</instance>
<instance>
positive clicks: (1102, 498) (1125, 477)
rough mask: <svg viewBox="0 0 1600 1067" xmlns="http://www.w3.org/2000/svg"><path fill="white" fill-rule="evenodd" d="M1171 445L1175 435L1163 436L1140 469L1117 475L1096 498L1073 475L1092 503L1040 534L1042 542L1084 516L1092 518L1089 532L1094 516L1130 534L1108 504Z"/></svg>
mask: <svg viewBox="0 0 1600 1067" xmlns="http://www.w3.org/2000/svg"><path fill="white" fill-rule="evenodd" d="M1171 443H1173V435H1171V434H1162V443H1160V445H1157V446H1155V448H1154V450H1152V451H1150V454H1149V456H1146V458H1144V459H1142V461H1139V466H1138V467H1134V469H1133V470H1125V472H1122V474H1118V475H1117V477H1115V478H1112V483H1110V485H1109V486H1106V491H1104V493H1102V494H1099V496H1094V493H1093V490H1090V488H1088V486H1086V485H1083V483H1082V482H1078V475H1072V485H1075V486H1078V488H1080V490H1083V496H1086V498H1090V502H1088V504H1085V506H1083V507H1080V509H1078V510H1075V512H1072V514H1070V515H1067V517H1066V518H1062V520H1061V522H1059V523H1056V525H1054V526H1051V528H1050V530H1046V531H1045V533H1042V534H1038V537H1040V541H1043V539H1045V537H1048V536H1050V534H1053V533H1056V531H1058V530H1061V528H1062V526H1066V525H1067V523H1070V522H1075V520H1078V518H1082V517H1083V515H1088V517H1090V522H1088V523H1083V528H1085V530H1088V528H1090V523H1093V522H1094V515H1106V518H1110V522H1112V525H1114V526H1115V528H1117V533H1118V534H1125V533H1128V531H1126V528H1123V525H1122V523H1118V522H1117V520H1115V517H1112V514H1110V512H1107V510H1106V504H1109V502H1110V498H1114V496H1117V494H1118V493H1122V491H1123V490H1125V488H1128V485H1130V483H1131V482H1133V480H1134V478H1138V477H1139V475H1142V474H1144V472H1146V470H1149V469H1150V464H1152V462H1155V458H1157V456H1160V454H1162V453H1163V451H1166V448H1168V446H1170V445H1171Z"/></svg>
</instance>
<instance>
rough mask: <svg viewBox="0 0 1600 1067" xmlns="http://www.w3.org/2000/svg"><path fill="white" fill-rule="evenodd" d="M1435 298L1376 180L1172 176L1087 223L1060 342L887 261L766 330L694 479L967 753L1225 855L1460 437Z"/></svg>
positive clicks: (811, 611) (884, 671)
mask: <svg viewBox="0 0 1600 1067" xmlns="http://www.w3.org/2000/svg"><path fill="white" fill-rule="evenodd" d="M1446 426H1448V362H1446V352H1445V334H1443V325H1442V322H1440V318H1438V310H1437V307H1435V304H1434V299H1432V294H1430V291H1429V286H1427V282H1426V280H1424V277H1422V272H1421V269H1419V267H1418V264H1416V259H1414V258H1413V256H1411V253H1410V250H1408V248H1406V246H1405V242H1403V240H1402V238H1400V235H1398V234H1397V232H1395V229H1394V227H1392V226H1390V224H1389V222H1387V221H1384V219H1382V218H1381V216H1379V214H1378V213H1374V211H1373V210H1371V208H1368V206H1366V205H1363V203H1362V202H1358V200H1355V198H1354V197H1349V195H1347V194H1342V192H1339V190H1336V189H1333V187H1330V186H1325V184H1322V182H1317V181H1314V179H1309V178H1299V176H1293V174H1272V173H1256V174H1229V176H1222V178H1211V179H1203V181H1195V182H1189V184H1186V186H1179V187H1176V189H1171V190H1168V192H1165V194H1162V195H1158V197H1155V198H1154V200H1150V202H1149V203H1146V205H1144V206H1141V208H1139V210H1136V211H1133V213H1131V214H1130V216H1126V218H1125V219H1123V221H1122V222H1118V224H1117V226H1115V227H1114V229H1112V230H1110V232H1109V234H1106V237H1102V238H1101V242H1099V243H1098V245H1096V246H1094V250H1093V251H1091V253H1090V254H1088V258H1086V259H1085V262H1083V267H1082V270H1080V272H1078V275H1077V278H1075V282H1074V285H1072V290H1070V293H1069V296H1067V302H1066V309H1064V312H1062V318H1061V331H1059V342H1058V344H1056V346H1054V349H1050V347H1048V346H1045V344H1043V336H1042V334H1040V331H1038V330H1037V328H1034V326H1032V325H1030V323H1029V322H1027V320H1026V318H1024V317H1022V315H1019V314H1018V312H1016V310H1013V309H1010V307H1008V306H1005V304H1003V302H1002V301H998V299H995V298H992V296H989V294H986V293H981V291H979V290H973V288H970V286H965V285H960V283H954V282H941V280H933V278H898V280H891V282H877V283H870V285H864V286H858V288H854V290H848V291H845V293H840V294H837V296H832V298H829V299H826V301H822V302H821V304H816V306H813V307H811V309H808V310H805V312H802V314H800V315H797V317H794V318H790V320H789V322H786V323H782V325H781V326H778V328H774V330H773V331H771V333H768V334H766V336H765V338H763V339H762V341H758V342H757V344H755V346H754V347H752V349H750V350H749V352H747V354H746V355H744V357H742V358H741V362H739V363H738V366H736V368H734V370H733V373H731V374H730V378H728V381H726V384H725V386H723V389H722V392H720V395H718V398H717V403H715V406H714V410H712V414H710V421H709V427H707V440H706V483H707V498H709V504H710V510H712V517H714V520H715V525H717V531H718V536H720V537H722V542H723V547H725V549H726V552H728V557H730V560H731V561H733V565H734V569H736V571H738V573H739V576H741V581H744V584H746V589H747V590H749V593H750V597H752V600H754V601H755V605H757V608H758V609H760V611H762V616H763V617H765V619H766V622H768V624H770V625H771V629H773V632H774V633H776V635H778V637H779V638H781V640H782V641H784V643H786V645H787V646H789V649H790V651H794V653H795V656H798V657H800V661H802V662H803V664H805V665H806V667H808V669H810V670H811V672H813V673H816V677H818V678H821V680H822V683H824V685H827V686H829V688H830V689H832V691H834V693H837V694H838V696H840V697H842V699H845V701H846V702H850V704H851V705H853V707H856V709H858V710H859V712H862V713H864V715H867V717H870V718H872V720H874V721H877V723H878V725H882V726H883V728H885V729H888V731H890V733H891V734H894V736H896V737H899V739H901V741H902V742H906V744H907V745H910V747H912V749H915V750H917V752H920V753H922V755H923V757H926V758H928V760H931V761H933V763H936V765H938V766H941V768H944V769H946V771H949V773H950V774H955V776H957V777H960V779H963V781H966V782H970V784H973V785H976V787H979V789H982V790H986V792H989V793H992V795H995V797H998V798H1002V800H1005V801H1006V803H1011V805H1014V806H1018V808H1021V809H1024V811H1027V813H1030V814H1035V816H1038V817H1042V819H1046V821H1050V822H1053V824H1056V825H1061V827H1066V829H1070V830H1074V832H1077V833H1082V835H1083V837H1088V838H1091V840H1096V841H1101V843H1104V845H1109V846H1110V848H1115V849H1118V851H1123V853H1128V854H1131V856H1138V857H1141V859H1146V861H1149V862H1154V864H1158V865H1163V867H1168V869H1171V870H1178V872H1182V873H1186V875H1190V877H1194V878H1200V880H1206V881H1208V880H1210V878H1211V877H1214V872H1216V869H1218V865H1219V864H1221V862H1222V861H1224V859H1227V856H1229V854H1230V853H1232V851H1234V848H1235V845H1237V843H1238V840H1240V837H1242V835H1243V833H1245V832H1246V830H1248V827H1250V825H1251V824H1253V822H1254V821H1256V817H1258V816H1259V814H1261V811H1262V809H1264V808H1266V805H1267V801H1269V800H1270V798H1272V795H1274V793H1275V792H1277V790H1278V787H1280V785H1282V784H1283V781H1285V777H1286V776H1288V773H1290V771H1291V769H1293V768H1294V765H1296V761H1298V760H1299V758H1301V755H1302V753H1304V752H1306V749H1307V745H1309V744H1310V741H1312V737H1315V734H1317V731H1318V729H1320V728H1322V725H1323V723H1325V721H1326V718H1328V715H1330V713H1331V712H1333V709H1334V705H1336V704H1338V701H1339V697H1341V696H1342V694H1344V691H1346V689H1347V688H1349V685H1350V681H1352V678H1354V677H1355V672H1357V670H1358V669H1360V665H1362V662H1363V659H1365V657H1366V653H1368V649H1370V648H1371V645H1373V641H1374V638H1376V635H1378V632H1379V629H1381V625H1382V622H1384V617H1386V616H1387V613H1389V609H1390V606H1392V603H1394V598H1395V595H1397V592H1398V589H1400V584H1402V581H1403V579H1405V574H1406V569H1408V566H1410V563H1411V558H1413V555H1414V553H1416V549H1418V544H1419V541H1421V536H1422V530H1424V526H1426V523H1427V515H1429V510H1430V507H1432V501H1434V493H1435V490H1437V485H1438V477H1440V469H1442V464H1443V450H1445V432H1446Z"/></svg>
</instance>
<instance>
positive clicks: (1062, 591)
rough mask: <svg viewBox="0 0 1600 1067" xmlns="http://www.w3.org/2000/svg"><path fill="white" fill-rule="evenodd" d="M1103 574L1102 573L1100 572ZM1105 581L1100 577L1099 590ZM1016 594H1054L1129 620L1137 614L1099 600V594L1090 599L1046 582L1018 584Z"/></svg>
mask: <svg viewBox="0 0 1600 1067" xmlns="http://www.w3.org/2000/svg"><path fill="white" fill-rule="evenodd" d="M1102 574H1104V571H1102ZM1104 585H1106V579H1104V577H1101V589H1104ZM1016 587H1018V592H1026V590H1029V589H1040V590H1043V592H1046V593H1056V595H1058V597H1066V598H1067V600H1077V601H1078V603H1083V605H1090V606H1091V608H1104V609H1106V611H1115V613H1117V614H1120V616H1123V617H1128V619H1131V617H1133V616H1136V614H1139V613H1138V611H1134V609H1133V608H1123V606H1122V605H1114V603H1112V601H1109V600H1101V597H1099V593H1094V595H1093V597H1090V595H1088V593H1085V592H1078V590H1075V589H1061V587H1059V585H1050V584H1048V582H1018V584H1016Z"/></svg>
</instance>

§ EXERCISE BRIEF
Collect every line of the entries above that contains the string "rough", matching case exactly.

§ ANSWER SPACE
rough mask: <svg viewBox="0 0 1600 1067" xmlns="http://www.w3.org/2000/svg"><path fill="white" fill-rule="evenodd" d="M1171 445L1175 435L1163 436L1140 469L1117 475L1096 498L1073 475L1092 503L1040 534L1042 542L1084 516L1092 518L1089 532L1094 516L1130 534L1108 504Z"/></svg>
rough mask: <svg viewBox="0 0 1600 1067" xmlns="http://www.w3.org/2000/svg"><path fill="white" fill-rule="evenodd" d="M1435 298L1376 180L1172 176L1087 223L1060 342L887 261L766 330L694 479L967 753L1225 855L1460 437Z"/></svg>
rough mask: <svg viewBox="0 0 1600 1067" xmlns="http://www.w3.org/2000/svg"><path fill="white" fill-rule="evenodd" d="M1103 574L1102 573L1100 572ZM1105 581L1100 577L1099 590ZM1016 594H1054L1129 620L1137 614L1099 600V594L1090 599L1046 582L1018 584Z"/></svg>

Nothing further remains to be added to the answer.